Source document:
^^^^^^^^

It is important to understand what is going on in your respiratory system during pregnancy. While you are pregnant, the respiratory tract lining receives more blood. This is a result of certain hormones that stimulate the blood flow in the body. As a result, the respiratory tract is often much more congested, which may also lead to nosebleeds. A second side effect that this increased flow of blood may have is sensitive or bleeding gums.
Ear and sinus conditions are common during pregnancy. Sinus infections may occur up to 3 times more often during pregnancy. Runny nose may occur through the second and third trimesters in around 20% of pregnant women. Other unusual ear and nerve problems can also occur. Sinus infections are usually evident by a greenish nasal discharge or tenderness in the facial bones below or above the eyes. Fever may also be present. CAT scans can be done in severe cases to confirm the sinus infection. However, most sinus infections in pregnancy are diagnosed mostly by what the Mom tells her doctor. This avoids radiation from the CAT scan, which may be harmful to the baby. Penicillin-type drugs or Erythromycin are sometimes used to treat sinus infections in pregnancy. These are effective drugs and considered safe to use during pregnancy. As always, you should consult with your doctor ab out what treatment may be right for you.
Some obstetricians are more likely to use antibiotics early in treating symptoms of a runny nose that doesn’t go away quickly. Pregnant women may be more susceptible than others to infections in the throat and lungs when they have a runny nose. A viral infection in the sinuses or throat in pregnant women, for example, often precedes pneumonia. Not only is the runny nose a nuisance but it probably leads to some sinus infections as well. However, many times the runny nose is not due to an infection but rather to the pregnancy itself. It is important to have your physician examine you to determine if it is an infection or merely swelling of the respiratory tract.

^^^^^^^^

[Stored data]
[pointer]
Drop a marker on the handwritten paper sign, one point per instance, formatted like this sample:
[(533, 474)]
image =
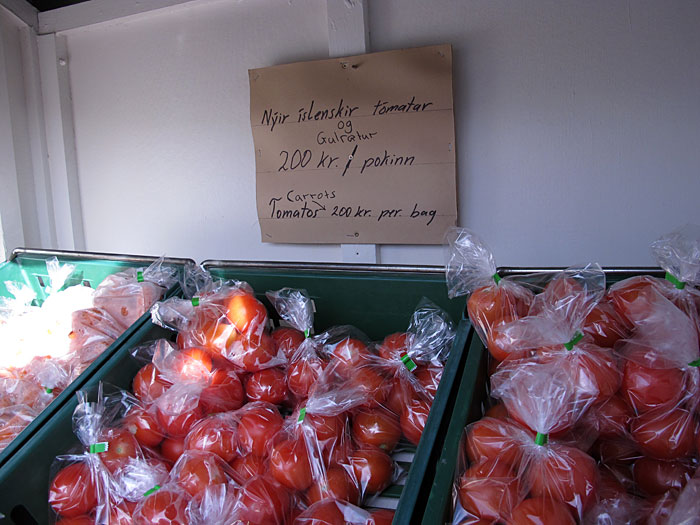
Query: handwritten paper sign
[(356, 150)]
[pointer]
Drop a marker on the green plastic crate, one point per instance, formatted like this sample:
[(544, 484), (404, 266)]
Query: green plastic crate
[(378, 300), (471, 397), (29, 267)]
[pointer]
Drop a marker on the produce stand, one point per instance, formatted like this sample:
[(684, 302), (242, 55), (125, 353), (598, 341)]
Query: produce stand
[(377, 300), (28, 266)]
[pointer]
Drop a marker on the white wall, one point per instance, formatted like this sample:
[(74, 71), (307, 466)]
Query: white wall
[(577, 123), (19, 216)]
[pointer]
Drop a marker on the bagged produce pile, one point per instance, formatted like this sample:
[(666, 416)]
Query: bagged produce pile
[(254, 424), (44, 348), (594, 392)]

^^^^^^^^

Activities:
A - According to the text on pregnancy and the respiratory system, how much more often may sinus infections occur during pregnancy?
B - List every sign of a sinus infection named in the text on pregnancy and the respiratory system.
C - Continue the text on pregnancy and the respiratory system from its last sentence.

Results for each task:
A - Up to 3 times more often.

B -
- A greenish nasal discharge
- Tenderness in the facial bones below or above the eyes
- Fever

C -
Very few scientific studies have been done on the use of nasal sprays by pregnant women. If the spray is saline-based, it is unlikely that there are any danger in its use. However, sometimes manufacturers may use other chemicals along with saline or as the primary ingredient in their spray. It is always best to check with your physician before using nasal spray. Because data is so limited, it may be best to err on the side of caution and avoid these sprays during pregnancy.
Antihistamines such as Benadryl can sometimes help this problem and are generally considered safe in pregnancy. Nasal decongestants can be used for a shorter than usual time, under a physician’s care. Usually these medications are tried after antibiotics if no fever or pneumonia develop despite the runny nose. The problem then usually goes away after delivery of the baby.
Bloody nose is increased in pregnancy probably because there is more nasal congestion. This is a noticeable problem in Obstetrical practices during the dry winter months. Bleeding usually stops with gentle pressure to the nasal bridge. Humidifiers, applying Vaseline to the inside of the nose at night, using saline nasal sprays, and avoiding “nose picking” can reduce nosebleeds during pregnancy.